* Задание
Перепишите фрагмент о начале правления Николая I от слов «НА СТРАЖЕ САМОДЕРЖАВИЯ» до слов «и за границей.» включительно, заменив «самодержец» на «монарх».

Глава первая. Тайны престолонаследия. II

                НА СТРАЖЕ САМОДЕРЖАВИЯ
                Начало правления Николая I

                Глава первая

                ТАЙНЫ ПРЕСТОЛОНАСЛЕДИЯ

                II

     Желание Александра Павловича отречься от престола еще тогда, когда российский трон не принадлежал ему и даже тогда, когда он уже правил Россией, как самодержец, было известно в империи и за границей.
    «В России и в остальной Европе  давно утвердилась мысль, что Император Александр, до последних дней своих, имел тайное намерение отречься от престола и перейти к жизни частной. Обыкновенно думали, что это намерение родилось в нем после низложения Наполеона, когда восстановитель законных царств и умиритель Европы, утомленный славою величия, разочарованный в мечтах о благодарности и привязанности человеческой, сосредоточился более в самом себе и от помыслов земных воспарил к небесным. «Пожар Москвы, — говорил он в 1818-м году прусскому епископу Эйлерту, — просветил мою душу, а суд Божий на обледенелых полях битв наполнял мое сердце такою теплотою веры, какой я до тех пор не ощущал. Тогда я познал Бога, как открывает Его Св. Писание; с тех пор только я понял и понимаю волю и закон Его, и во мне созрела твердая решимость посвятить себя и свое царствование Его имени и славе». Но желание оставить престол жило в нем, даже поверялось от него лицам близким, еще гораздо ранее этого апогея его величия» ( Корф М.А.  Восшествие на престол императора Николая I-го . Издательство: Тип. II-го Отделения Собственной Его Имп. Вел. Канцелярии. СПб.1857).
    В юные годы он желал, чтобы в стране была провозглашена республика. В конце царствования, устав от власти, хотел сбросить с себя ненавистную корону, чтобы полностью посвятить себя служению Богу.

* Предоставленные материалы

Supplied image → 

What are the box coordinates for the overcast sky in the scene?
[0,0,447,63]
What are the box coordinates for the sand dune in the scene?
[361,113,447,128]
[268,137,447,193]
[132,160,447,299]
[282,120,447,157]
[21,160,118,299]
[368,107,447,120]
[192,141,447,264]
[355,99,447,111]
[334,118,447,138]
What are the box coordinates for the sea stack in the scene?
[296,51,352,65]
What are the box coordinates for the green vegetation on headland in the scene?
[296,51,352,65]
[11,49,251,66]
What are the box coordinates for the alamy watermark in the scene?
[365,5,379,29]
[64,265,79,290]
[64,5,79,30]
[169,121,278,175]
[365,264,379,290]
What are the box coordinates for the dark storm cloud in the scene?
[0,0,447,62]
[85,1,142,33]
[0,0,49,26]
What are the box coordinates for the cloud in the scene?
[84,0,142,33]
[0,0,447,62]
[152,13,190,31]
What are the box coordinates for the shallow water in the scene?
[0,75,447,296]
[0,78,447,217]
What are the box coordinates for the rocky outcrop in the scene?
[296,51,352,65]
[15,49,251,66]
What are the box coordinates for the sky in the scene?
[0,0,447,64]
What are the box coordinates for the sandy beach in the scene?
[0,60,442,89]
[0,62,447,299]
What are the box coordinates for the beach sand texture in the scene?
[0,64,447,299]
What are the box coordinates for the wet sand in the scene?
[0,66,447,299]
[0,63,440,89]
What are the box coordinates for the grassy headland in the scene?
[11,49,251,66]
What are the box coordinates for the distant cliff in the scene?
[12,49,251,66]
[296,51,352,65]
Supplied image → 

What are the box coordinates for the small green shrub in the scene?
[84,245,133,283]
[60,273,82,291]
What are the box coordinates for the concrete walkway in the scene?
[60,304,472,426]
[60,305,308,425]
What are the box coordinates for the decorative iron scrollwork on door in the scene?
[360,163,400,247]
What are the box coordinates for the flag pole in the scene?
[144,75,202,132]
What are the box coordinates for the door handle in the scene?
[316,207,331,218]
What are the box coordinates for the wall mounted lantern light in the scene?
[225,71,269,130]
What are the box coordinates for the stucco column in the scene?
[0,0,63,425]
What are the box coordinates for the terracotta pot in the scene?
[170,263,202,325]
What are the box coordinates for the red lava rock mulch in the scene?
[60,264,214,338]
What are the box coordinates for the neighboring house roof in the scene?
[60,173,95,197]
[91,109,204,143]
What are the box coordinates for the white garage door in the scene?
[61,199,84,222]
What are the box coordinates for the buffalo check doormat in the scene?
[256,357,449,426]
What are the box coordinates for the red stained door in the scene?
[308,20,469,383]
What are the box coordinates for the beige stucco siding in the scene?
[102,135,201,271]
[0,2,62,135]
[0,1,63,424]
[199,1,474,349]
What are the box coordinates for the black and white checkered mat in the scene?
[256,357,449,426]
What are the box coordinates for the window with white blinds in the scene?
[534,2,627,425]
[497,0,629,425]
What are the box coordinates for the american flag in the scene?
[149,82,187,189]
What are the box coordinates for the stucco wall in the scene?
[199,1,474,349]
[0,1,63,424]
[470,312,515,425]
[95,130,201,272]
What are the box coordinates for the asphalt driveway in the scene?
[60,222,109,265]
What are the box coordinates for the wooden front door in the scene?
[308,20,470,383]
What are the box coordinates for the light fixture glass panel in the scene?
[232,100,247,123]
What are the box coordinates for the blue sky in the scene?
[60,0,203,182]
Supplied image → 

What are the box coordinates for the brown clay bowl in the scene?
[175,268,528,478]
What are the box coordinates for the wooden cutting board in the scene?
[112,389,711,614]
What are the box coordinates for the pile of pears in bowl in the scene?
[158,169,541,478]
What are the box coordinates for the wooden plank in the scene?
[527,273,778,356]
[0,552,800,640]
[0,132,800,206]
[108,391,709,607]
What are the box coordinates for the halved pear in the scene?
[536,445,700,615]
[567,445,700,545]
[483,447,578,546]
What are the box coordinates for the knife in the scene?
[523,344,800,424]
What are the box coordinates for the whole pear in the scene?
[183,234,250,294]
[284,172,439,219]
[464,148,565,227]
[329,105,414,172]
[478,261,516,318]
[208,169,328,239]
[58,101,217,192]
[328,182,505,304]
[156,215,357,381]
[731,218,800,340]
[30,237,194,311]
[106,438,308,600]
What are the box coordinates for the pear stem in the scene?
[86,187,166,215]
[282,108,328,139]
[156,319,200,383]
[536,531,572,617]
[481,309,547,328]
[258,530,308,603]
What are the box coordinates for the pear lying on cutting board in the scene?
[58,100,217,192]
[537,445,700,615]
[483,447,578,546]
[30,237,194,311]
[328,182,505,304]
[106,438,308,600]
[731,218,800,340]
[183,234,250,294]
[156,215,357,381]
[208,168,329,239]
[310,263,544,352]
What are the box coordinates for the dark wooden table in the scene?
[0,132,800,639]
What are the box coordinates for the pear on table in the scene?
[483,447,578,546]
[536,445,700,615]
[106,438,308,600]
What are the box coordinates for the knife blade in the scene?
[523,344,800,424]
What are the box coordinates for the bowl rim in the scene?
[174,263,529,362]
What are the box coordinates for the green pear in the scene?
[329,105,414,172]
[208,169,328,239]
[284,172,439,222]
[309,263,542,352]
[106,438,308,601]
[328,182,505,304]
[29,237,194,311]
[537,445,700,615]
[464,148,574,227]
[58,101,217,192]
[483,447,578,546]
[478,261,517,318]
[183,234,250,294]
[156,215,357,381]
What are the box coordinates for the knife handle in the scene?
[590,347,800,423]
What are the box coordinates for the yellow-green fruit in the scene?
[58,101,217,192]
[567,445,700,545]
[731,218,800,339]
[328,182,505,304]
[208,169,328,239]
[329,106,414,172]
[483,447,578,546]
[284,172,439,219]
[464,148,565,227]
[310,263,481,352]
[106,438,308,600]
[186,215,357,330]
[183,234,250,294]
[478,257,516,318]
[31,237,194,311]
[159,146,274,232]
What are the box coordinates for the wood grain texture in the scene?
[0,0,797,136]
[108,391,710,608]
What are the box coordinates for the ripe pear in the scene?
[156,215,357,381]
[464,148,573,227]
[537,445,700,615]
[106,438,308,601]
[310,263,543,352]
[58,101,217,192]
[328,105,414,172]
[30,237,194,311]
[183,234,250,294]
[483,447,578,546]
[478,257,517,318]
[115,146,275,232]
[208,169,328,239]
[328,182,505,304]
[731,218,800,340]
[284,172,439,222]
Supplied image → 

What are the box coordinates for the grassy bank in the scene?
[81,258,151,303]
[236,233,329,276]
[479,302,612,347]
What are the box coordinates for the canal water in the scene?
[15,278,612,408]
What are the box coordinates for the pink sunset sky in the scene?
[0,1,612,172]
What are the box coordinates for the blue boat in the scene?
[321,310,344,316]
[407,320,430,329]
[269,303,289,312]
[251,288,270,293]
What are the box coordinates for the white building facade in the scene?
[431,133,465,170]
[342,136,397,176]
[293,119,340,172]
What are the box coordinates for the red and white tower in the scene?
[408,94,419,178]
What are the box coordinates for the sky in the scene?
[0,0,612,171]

* Ответ к заданию
НА СТРАЖЕ САМОДЕРЖАВИЯ
                Начало правления Николая I

                Глава первая

                ТАЙНЫ ПРЕСТОЛОНАСЛЕДИЯ

                II

     Желание Александра Павловича отречься от престола еще тогда, когда российский трон не принадлежал ему и даже тогда, когда он уже правил Россией, как монарх, было известно в империи и за границей.